AVAILABLE RECORDS:
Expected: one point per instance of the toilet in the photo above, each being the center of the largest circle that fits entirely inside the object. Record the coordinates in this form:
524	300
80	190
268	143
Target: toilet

DIRECTIONS: Reproduce every line of the listing above word for word, with no changes.

RESULT FOR THIS EXERCISE:
Expected: one point per instance of the toilet in the photo above, each being the center of the largest circle that fits entirely inside the object. Record the coordinates in this form:
524	300
80	190
268	143
Target: toilet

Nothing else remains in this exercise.